[Some records]

— start —

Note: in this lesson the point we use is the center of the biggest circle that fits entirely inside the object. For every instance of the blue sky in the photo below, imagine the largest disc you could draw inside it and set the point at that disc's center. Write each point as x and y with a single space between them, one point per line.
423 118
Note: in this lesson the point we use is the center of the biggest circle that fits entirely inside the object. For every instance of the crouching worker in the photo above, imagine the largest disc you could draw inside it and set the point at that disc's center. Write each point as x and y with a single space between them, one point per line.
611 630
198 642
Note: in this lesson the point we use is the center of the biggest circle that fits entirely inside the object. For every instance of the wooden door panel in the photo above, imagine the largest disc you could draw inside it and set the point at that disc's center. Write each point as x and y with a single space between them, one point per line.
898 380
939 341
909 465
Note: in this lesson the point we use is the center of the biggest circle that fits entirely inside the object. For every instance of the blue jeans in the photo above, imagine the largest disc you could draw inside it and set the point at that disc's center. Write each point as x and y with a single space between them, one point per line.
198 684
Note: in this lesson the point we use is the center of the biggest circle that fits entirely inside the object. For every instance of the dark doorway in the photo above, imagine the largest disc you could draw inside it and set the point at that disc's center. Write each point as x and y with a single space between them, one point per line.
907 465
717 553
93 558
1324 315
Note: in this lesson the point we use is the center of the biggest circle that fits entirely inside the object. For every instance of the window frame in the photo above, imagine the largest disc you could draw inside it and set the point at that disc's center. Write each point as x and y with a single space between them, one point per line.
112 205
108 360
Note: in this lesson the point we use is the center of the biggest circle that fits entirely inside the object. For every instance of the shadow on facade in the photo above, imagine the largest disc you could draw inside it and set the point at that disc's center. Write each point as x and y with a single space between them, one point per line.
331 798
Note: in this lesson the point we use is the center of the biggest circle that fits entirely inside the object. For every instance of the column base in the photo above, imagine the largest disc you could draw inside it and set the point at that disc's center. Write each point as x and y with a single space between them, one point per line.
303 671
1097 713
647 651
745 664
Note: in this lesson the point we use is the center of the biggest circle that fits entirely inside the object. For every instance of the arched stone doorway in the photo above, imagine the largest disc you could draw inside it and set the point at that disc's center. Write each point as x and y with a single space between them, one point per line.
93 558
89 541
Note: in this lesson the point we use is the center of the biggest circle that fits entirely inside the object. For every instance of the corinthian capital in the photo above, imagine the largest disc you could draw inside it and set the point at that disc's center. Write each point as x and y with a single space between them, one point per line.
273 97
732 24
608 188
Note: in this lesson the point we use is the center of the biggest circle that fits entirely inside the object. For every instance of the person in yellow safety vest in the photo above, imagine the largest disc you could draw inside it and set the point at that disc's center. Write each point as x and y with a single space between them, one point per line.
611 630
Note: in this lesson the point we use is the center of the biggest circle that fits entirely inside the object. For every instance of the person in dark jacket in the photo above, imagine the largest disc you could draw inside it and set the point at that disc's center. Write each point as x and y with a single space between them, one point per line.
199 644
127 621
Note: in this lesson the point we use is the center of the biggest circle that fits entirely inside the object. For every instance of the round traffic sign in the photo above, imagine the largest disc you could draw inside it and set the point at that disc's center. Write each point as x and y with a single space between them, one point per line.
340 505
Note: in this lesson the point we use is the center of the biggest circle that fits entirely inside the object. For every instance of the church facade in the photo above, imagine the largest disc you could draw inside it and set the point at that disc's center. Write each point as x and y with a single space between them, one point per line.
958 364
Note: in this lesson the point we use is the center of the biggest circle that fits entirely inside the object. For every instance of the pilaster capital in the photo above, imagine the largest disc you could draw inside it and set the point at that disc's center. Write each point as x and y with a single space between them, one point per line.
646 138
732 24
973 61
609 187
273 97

— end —

Write out again the part of the records that opens with the line containing "of the round" and continues through the end of the records, requests included. Add 6 to every coordinate in the answer points.

# TASK RESULT
Note: in this lesson the point we use is the center of the biggest circle that fits entirely inside the object. For every instance of the round traffic sign in the photo above, imagine the largest disc you could draw inside it and set the point at that disc's center. Write each point as x and y with a single space between them, one point per line.
346 511
Note: in this lesson the point we use is the center of the biggest circle that fits entirely inside the object. For every instance of the church facade in the photo above, imagine the largest disc you could draw inside it and set the point at that disc's center. Write each point as x and y with a single space between them, one point per line.
964 370
Note: in this lesson the point we use is the center of the biggest circle that fits entirely inside the object. For every instance of the pilaster capital in the photo above, imagine the largest disc you could draw inside it and set the point at that disc's center. Write each point as x and y with a single space between them, one point per line.
652 144
738 30
979 67
615 193
279 103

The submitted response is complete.